Cambie "Sila" por "Sulla" y copie de nuevo el fragmento del texto sobre Sila comprendido entre "Cuando el general" y "unas cuantas novelas.", ambos incluidos.

:: TEXTO PROPORCIONADO ::
************
Cuando el general romano Lucio Cornelio Sila aplastó a los atenienses insurrectos en el 86 a.C y devastó la ciudad, unos mediadores fueron a verle y ponderaron la grandeza de Atenas y su héroe Teseo. El romano, nada impresionado, les respondió: "Marchaos a casa, locos, y llevaos vuestros bellos discursos. Los romanos no me han enviado a Atenas para estudiar historia, sino para hacer entrar el razón a los rebeldes".
Como siempre, con los romanos, pijadas las justas. Por cierto, la biografía de Sila da para unas cuantas novelas.
************
:: ÍTEMS EXTRAÍDOS ::

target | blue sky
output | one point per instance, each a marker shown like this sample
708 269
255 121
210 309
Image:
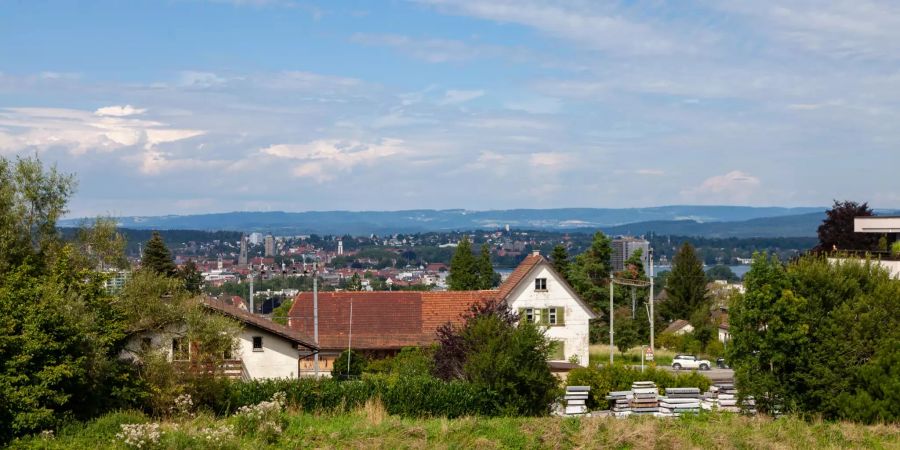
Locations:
188 106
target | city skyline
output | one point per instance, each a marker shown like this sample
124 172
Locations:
185 107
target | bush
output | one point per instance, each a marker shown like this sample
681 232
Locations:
606 379
421 396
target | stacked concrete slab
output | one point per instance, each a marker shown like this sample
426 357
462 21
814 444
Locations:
576 400
678 401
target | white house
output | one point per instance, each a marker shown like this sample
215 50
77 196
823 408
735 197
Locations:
384 322
264 349
541 295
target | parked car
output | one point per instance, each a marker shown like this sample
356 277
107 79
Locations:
690 362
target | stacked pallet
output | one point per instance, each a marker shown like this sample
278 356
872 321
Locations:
678 401
576 400
645 398
621 402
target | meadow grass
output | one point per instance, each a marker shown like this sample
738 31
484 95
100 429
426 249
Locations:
371 427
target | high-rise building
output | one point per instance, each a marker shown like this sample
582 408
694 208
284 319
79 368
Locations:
624 247
242 258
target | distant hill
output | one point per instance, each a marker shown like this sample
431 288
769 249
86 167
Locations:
679 219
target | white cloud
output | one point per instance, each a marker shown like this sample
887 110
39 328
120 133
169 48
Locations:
119 111
453 97
732 187
322 159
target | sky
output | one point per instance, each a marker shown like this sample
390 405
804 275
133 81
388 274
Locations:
193 106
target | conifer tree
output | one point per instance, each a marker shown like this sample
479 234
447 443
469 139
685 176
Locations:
191 276
157 256
686 287
485 269
560 260
463 268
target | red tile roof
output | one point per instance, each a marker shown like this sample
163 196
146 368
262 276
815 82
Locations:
381 319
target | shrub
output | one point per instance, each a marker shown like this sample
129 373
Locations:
345 369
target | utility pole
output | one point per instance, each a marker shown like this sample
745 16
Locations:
612 285
652 317
316 314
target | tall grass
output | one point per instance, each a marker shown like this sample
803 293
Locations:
369 426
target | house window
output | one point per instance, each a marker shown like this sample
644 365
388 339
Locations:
180 351
557 351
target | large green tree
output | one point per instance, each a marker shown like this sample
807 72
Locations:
819 338
686 287
589 273
157 257
836 231
463 274
486 275
560 260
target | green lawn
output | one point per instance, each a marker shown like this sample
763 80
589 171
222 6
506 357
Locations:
372 427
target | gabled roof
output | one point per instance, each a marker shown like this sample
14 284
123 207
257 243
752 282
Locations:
382 319
259 322
523 272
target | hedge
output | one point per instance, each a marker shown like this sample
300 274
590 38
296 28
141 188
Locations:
410 396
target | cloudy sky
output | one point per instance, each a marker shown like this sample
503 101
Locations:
187 106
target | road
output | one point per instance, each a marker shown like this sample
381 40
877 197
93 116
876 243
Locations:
715 374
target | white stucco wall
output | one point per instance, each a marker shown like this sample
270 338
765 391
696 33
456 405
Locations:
278 359
575 332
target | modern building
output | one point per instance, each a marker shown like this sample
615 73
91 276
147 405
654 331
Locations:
625 246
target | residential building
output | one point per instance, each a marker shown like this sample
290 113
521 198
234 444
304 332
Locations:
384 322
263 350
624 247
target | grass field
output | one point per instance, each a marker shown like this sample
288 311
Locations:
599 353
372 427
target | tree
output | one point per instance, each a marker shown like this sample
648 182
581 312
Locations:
506 358
157 257
589 274
355 283
819 337
721 272
191 277
463 268
685 286
357 365
836 231
485 268
560 260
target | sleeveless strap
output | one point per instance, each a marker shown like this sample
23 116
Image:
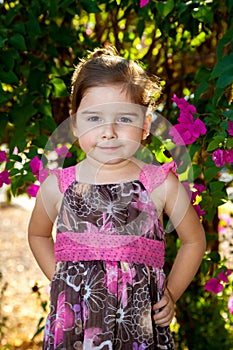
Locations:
152 176
64 177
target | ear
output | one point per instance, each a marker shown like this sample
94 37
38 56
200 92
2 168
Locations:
73 123
146 126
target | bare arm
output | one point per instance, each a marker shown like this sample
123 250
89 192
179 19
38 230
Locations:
41 224
192 236
193 245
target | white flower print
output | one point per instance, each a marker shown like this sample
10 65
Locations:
93 290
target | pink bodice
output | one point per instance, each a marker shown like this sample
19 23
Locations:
115 222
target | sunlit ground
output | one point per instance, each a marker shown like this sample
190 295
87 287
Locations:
20 307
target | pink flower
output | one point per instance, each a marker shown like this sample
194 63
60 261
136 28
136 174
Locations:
199 210
230 305
144 3
214 286
4 178
200 188
3 157
63 152
228 156
183 105
188 130
64 319
230 128
218 157
36 165
43 174
32 190
223 275
221 157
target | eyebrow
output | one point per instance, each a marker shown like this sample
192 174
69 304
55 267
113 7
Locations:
87 112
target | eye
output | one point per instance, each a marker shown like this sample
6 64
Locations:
94 118
125 120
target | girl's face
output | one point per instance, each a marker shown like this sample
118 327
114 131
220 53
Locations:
108 125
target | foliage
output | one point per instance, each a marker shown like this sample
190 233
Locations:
187 43
3 318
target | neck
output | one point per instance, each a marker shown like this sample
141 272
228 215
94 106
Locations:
95 172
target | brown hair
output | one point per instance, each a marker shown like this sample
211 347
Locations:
106 67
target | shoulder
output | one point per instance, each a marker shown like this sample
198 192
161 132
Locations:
64 177
152 176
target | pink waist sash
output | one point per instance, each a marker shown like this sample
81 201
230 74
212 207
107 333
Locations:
70 246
************
:: RESPUESTA ::
Cuando el general romano Lucio Cornelio Sulla aplastó a los atenienses insurrectos en el 86 a.C y devastó la ciudad, unos mediadores fueron a verle y ponderaron la grandeza de Atenas y su héroe Teseo. El romano, nada impresionado, les respondió: "Marchaos a casa, locos, y llevaos vuestros bellos discursos. Los romanos no me han enviado a Atenas para estudiar historia, sino para hacer entrar el razón a los rebeldes".
Como siempre, con los romanos, pijadas las justas. Por cierto, la biografía de Sulla da para unas cuantas novelas.